- TASK -
What is needed is an exact repeat of the lines from the line containing "Exercise. Spot the train windshield" through the final line of the entries below, and nothing else.

[Point placement records]
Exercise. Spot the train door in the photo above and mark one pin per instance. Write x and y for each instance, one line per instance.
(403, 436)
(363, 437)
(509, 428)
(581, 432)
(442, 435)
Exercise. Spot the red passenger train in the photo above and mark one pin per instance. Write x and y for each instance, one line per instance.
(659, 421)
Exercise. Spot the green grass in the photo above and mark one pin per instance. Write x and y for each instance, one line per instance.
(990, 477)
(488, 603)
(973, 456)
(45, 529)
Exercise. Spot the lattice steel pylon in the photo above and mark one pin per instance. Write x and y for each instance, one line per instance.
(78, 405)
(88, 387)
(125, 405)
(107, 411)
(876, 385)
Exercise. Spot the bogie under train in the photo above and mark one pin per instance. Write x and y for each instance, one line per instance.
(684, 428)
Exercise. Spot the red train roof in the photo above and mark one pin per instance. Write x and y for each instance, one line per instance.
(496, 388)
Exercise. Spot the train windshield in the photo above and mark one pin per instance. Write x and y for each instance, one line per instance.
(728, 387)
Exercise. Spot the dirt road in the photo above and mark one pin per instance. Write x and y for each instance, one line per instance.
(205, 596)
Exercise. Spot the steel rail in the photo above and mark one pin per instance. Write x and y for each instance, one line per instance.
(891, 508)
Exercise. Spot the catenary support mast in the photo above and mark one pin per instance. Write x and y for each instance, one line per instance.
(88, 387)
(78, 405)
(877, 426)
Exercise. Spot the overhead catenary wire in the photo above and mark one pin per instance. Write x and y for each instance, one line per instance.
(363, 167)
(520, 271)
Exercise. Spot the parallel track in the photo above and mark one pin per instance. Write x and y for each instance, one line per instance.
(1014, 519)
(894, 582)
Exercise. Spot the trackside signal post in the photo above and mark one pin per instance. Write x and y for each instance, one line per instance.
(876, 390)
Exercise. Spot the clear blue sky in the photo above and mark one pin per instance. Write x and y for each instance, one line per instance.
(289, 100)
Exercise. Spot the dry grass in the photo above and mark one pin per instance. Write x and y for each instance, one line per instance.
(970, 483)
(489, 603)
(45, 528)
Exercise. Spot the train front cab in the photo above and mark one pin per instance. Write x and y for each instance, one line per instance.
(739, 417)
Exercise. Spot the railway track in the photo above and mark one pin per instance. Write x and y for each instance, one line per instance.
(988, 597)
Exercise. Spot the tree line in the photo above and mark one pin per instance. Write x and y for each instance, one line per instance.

- REPLY -
Exercise. Spot the train windshield in the photo above and mark one pin per instance. Write x and y for each instance, one line per instance.
(728, 387)
Exercise. Spot the dirt road in the photo above and mark one pin per instance. Write x and y for each instance, one line per instance.
(205, 596)
Exercise. Spot the steel rail in the photo above and mark one pin per instance. Write x and y for each instance, one line per instance.
(891, 508)
Exercise. Spot the catenary support mast in the photo above and mark one pin per instance. Write x and y for each instance, one line per instance.
(88, 387)
(78, 405)
(877, 426)
Exercise. Spot the overhead catenary wire in the photo above and mark one pin per instance. Write x and y for each instance, one line per instance.
(363, 167)
(520, 271)
Exercise. Spot the parallel track in the photo above and mark one pin per instance. Write x and y for each instance, one line per instance.
(1014, 519)
(894, 582)
Exercise. Spot the trackside signal post in the photo above and mark one pin per instance. Write x and y for each instance, one line per instance.
(876, 390)
Exercise. Spot the clear blue sky in the photo above and mark one pin per instance. Write x and y for each instance, one line per instance.
(289, 100)
Exercise. Spot the dry grass in the photo above and mark one pin per instance. Write x and y for each instance, one line per instance.
(970, 483)
(489, 603)
(45, 528)
Exercise. Spot the train front cab in the photo above and mark one pin per instance. Write x and y for each instance, one line per instance.
(739, 417)
Exercise. Spot the railway track in the photo above and mark one pin per instance. Write x and y for each instance, one line per instance.
(988, 597)
Exercise. Spot the tree line in the photo above and mark one pin per instance. Write x and y for each instance, one line per instance.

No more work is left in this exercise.